WHAT IS REQUIRED - Return everything from the line containing "Trace the outline of every instance of the ceiling" down to the end of the entries, copied without change and with nothing added.

DATA FOR PROCESSING -
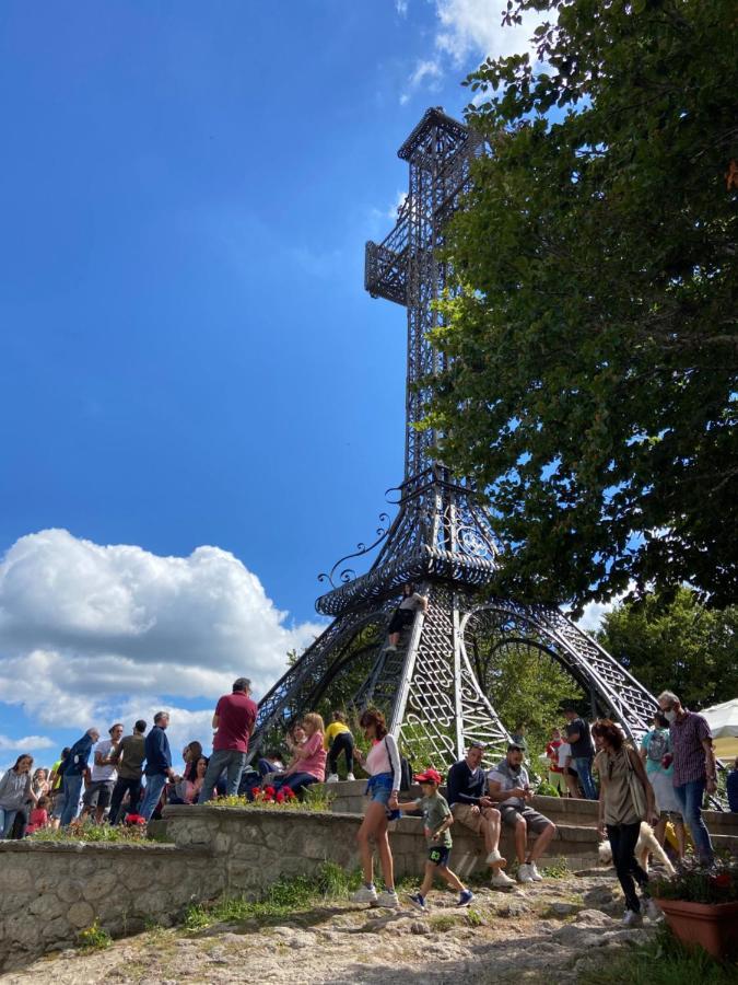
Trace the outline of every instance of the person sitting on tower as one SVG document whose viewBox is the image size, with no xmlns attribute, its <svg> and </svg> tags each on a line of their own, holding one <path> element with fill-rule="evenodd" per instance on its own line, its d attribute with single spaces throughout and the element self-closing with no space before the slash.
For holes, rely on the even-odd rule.
<svg viewBox="0 0 738 985">
<path fill-rule="evenodd" d="M 415 618 L 415 611 L 422 609 L 427 612 L 427 599 L 420 595 L 415 591 L 415 587 L 411 581 L 406 581 L 402 586 L 402 601 L 395 610 L 395 613 L 387 627 L 389 634 L 388 650 L 396 650 L 400 641 L 400 636 L 406 626 L 410 626 Z"/>
</svg>

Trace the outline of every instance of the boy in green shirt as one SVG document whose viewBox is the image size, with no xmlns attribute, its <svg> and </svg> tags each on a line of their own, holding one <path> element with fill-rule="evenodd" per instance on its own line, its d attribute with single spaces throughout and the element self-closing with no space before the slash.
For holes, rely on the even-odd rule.
<svg viewBox="0 0 738 985">
<path fill-rule="evenodd" d="M 448 856 L 452 849 L 452 836 L 448 828 L 454 823 L 454 815 L 446 802 L 446 798 L 438 793 L 441 774 L 436 769 L 426 769 L 415 777 L 420 784 L 423 796 L 409 803 L 399 803 L 401 811 L 422 811 L 425 825 L 425 837 L 429 844 L 427 861 L 425 862 L 425 876 L 420 892 L 410 896 L 410 902 L 419 909 L 425 911 L 425 897 L 433 885 L 433 878 L 437 872 L 452 889 L 458 890 L 458 906 L 468 906 L 475 895 L 471 890 L 464 887 L 461 880 L 448 868 Z"/>
</svg>

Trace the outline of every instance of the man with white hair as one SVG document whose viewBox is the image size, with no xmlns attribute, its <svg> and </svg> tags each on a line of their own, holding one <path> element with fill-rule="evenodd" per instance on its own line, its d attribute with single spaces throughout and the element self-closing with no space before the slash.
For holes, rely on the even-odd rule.
<svg viewBox="0 0 738 985">
<path fill-rule="evenodd" d="M 700 861 L 710 865 L 714 858 L 710 832 L 702 820 L 702 799 L 717 789 L 717 772 L 713 737 L 707 719 L 688 711 L 672 691 L 658 696 L 658 706 L 669 722 L 673 755 L 673 789 L 681 803 L 684 824 L 690 830 Z"/>
</svg>

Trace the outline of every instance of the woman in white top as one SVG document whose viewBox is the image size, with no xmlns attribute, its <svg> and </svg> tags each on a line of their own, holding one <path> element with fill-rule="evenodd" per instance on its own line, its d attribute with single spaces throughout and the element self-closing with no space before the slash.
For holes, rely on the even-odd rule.
<svg viewBox="0 0 738 985">
<path fill-rule="evenodd" d="M 415 591 L 414 584 L 408 581 L 402 586 L 402 601 L 395 610 L 395 613 L 389 621 L 389 626 L 387 627 L 387 633 L 389 634 L 388 650 L 397 649 L 402 630 L 415 618 L 415 610 L 418 609 L 427 612 L 427 599 L 425 595 L 420 595 Z"/>
<path fill-rule="evenodd" d="M 372 740 L 373 744 L 366 756 L 356 750 L 359 762 L 370 775 L 366 793 L 371 800 L 356 835 L 364 869 L 364 885 L 354 893 L 352 899 L 354 903 L 374 903 L 378 906 L 396 907 L 399 906 L 399 900 L 395 891 L 395 869 L 387 835 L 387 823 L 399 816 L 397 795 L 401 777 L 400 754 L 397 750 L 397 742 L 387 732 L 387 725 L 382 711 L 368 708 L 362 715 L 359 723 L 364 730 L 365 738 Z M 376 842 L 382 874 L 385 880 L 382 893 L 377 893 L 374 887 L 372 839 Z"/>
</svg>

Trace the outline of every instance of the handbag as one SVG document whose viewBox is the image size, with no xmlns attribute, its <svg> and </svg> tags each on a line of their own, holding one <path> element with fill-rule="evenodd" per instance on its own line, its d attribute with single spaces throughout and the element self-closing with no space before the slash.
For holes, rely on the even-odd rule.
<svg viewBox="0 0 738 985">
<path fill-rule="evenodd" d="M 643 789 L 641 778 L 633 767 L 633 763 L 631 762 L 631 756 L 628 749 L 625 750 L 625 756 L 628 757 L 628 787 L 631 791 L 633 807 L 635 808 L 635 812 L 637 813 L 639 819 L 641 821 L 645 821 L 648 813 L 646 791 Z"/>
</svg>

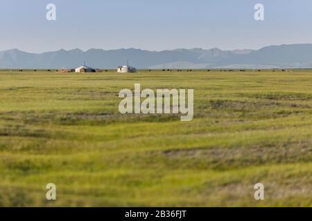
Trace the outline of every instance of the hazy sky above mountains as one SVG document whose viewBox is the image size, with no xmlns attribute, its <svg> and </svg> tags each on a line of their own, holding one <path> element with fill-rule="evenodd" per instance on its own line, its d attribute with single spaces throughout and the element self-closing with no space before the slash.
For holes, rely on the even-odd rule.
<svg viewBox="0 0 312 221">
<path fill-rule="evenodd" d="M 46 19 L 56 5 L 57 20 Z M 264 5 L 265 21 L 254 6 Z M 312 43 L 309 0 L 1 0 L 0 50 L 258 49 Z"/>
</svg>

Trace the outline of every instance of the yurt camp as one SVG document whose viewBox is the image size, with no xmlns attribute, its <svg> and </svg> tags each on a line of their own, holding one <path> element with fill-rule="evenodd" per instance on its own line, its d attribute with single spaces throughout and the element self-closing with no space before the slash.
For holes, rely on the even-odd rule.
<svg viewBox="0 0 312 221">
<path fill-rule="evenodd" d="M 137 72 L 137 69 L 130 67 L 128 65 L 125 65 L 123 66 L 119 66 L 117 69 L 117 73 L 135 73 Z"/>
<path fill-rule="evenodd" d="M 92 73 L 92 72 L 96 72 L 96 70 L 86 66 L 80 66 L 76 68 L 75 68 L 75 72 L 76 73 Z"/>
</svg>

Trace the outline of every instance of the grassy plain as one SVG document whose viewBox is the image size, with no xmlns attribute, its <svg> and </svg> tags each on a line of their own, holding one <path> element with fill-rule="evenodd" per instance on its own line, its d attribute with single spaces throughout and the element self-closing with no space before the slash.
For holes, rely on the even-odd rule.
<svg viewBox="0 0 312 221">
<path fill-rule="evenodd" d="M 135 83 L 193 120 L 119 114 Z M 312 70 L 0 71 L 0 206 L 312 206 Z"/>
</svg>

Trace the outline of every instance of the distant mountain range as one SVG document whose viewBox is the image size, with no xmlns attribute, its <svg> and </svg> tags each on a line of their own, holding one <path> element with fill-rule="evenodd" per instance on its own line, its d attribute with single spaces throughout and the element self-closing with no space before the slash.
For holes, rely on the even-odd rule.
<svg viewBox="0 0 312 221">
<path fill-rule="evenodd" d="M 0 52 L 0 68 L 115 68 L 129 61 L 137 68 L 312 68 L 312 44 L 270 46 L 259 50 L 218 48 L 149 51 L 128 48 L 105 50 L 60 50 L 29 53 L 18 49 Z"/>
</svg>

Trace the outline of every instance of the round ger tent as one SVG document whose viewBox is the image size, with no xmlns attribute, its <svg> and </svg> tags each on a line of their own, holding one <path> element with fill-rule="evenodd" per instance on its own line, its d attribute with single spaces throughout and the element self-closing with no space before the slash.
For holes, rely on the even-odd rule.
<svg viewBox="0 0 312 221">
<path fill-rule="evenodd" d="M 117 69 L 119 73 L 135 73 L 137 72 L 137 69 L 129 66 L 119 66 Z"/>
<path fill-rule="evenodd" d="M 86 66 L 80 66 L 76 68 L 75 68 L 75 72 L 77 73 L 91 73 L 91 72 L 96 72 L 94 69 L 93 69 L 92 68 Z"/>
</svg>

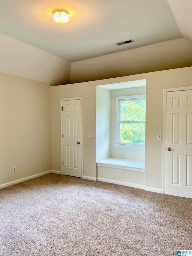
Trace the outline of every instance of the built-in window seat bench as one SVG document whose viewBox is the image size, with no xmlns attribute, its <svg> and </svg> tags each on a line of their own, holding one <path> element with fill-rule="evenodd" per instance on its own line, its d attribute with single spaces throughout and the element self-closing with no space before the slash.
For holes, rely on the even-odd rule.
<svg viewBox="0 0 192 256">
<path fill-rule="evenodd" d="M 98 166 L 145 172 L 145 163 L 144 161 L 111 158 L 101 161 L 98 161 L 97 162 L 97 164 Z"/>
</svg>

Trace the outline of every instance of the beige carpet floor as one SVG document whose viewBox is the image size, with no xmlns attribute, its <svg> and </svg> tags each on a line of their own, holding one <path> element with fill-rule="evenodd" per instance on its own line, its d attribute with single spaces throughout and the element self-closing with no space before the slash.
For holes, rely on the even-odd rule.
<svg viewBox="0 0 192 256">
<path fill-rule="evenodd" d="M 176 255 L 192 199 L 51 174 L 0 190 L 0 255 Z"/>
</svg>

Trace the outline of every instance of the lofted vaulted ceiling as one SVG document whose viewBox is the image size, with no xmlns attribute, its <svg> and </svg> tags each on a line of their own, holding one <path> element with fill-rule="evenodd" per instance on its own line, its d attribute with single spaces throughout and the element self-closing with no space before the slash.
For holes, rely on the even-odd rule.
<svg viewBox="0 0 192 256">
<path fill-rule="evenodd" d="M 2 0 L 1 4 L 0 33 L 70 62 L 182 38 L 192 42 L 191 0 Z M 69 11 L 68 23 L 53 21 L 52 12 L 58 8 Z M 115 44 L 130 39 L 134 42 Z"/>
</svg>

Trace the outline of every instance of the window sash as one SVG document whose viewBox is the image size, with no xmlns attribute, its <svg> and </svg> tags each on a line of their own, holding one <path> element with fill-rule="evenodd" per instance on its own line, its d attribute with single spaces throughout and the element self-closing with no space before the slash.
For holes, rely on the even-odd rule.
<svg viewBox="0 0 192 256">
<path fill-rule="evenodd" d="M 142 95 L 143 96 L 143 95 Z M 117 97 L 118 98 L 118 97 Z M 120 141 L 120 124 L 121 123 L 145 123 L 146 121 L 144 120 L 141 120 L 139 121 L 122 121 L 121 120 L 121 102 L 123 101 L 131 101 L 136 100 L 140 100 L 142 99 L 146 100 L 146 97 L 138 97 L 137 98 L 134 98 L 134 96 L 133 98 L 129 98 L 128 97 L 125 98 L 123 99 L 118 99 L 118 117 L 117 117 L 117 122 L 118 126 L 118 144 L 119 145 L 124 145 L 128 146 L 139 146 L 141 147 L 144 147 L 145 146 L 145 143 L 128 143 L 128 142 L 122 142 Z"/>
</svg>

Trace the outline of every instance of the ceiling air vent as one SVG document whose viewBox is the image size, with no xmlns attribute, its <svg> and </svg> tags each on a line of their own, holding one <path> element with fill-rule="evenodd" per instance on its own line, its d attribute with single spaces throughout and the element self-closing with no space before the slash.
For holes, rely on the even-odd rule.
<svg viewBox="0 0 192 256">
<path fill-rule="evenodd" d="M 130 40 L 128 40 L 127 41 L 120 42 L 119 43 L 116 43 L 116 44 L 118 45 L 121 45 L 121 44 L 128 44 L 128 43 L 131 43 L 131 42 L 134 41 L 132 39 L 130 39 Z"/>
</svg>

IN RESPONSE -
Trace the outline of every instance of the ceiling air vent as one SVG document whose viewBox is the image size, with no xmlns attribute, its <svg> and </svg> tags each on a line of their own, holding one <path> element with fill-rule="evenodd" per instance on its own line, its d attribute with single spaces throughout and the element self-closing with no space before the slash.
For holes, rely on the even-odd rule.
<svg viewBox="0 0 192 256">
<path fill-rule="evenodd" d="M 130 40 L 128 40 L 127 41 L 120 42 L 119 43 L 116 43 L 116 44 L 118 45 L 121 45 L 121 44 L 128 44 L 128 43 L 131 43 L 131 42 L 134 41 L 132 39 L 130 39 Z"/>
</svg>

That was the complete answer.